YOUR TASK. Which lines in the data below contain the word "dark"? Pick out each one and copy it in full.

ROWS.
....

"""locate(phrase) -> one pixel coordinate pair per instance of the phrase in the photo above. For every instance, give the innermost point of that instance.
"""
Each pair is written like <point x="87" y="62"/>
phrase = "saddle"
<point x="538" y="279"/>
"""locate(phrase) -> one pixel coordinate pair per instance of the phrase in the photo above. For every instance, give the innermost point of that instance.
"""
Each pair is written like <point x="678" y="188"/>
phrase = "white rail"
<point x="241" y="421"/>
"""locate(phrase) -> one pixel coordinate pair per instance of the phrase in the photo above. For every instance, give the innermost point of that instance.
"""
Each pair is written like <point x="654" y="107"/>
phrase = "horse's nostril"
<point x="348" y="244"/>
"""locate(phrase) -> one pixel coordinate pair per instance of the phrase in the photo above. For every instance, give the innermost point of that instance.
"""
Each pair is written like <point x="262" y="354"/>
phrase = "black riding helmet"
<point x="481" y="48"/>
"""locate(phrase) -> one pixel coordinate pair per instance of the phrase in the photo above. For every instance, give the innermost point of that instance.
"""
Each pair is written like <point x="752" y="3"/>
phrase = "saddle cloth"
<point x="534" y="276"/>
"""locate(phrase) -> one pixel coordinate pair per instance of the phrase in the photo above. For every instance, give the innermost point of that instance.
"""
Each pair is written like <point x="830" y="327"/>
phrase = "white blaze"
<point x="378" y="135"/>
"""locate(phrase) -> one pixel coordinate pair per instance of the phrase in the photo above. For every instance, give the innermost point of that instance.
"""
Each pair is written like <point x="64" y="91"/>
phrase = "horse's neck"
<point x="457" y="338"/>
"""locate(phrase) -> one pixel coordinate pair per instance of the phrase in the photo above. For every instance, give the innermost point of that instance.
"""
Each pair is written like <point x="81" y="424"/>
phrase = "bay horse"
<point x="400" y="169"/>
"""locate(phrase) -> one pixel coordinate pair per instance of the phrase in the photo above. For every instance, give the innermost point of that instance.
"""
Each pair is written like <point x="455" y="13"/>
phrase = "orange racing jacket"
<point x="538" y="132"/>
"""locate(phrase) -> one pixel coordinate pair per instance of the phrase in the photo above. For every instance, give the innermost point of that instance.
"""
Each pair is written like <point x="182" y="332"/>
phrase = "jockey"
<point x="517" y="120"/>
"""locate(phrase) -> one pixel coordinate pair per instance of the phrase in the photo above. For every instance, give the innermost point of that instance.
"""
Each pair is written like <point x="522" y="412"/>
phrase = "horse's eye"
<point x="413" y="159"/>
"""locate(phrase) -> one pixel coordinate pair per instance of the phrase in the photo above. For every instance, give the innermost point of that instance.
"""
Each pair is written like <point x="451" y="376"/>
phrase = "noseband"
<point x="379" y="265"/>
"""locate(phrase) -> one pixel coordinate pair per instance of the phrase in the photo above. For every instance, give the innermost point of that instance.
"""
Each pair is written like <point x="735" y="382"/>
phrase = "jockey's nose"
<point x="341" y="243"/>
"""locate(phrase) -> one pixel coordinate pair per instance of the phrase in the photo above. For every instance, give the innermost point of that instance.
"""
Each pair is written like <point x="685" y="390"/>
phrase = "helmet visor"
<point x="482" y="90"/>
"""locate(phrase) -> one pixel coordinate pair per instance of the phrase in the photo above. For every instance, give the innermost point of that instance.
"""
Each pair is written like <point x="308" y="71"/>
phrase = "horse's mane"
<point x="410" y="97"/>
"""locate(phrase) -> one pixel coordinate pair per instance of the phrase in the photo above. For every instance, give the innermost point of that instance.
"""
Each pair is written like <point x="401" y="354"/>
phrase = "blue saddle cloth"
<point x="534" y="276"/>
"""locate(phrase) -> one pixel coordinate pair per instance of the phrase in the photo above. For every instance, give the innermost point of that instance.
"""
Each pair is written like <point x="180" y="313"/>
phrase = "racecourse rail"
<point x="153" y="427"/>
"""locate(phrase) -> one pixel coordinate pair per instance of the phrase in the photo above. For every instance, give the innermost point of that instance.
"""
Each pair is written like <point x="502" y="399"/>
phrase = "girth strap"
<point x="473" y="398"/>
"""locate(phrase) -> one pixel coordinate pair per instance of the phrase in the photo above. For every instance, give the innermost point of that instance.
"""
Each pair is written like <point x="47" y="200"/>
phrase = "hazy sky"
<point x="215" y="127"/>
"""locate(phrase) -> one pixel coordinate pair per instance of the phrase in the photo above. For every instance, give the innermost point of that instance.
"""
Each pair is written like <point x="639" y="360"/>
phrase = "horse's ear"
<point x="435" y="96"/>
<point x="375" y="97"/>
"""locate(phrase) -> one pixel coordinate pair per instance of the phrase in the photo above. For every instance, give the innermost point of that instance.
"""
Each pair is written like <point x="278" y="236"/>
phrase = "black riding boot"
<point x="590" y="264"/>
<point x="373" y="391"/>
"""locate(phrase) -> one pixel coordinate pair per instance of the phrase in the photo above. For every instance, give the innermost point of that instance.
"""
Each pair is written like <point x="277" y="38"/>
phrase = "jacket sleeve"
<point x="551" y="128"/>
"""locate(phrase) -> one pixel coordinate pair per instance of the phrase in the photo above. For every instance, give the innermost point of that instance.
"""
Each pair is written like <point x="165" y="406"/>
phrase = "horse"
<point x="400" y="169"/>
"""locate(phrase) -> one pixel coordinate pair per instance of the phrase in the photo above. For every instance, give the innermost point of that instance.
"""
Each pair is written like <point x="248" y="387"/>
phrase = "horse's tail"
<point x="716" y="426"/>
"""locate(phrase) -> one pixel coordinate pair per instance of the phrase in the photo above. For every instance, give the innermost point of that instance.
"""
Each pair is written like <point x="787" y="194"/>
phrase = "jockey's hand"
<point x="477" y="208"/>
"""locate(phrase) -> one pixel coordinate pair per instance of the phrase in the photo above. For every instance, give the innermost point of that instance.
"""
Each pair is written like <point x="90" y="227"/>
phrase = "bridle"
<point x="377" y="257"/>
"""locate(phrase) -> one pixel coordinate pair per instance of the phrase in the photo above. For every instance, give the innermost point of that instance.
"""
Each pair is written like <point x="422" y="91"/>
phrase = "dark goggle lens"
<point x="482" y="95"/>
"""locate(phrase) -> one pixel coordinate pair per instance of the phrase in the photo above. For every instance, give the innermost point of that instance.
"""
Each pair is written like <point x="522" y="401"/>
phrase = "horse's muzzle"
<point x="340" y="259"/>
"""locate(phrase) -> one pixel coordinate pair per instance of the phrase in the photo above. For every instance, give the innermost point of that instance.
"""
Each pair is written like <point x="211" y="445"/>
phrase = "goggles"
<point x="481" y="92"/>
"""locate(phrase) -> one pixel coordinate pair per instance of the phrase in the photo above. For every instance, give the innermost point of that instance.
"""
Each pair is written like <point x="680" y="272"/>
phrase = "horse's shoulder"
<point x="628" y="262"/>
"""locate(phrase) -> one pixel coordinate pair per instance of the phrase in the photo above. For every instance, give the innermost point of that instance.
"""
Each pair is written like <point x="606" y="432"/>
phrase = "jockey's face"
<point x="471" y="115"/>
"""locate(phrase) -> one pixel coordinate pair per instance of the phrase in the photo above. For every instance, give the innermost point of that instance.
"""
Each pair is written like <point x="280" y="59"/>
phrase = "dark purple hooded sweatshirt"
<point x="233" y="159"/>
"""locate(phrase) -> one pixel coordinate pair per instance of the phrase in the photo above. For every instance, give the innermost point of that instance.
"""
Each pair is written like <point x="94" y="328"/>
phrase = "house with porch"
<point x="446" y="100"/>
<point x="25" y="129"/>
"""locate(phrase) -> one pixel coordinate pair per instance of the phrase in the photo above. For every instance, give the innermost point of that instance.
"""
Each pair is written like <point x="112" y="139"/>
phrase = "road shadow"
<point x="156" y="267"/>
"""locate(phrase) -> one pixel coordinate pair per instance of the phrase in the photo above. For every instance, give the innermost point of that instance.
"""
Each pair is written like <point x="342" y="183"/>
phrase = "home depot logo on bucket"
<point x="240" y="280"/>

....

SOLUTION FOR THIS PROBLEM.
phrase = "dark goggle lens"
phrase = "dark purple hooded sweatshirt"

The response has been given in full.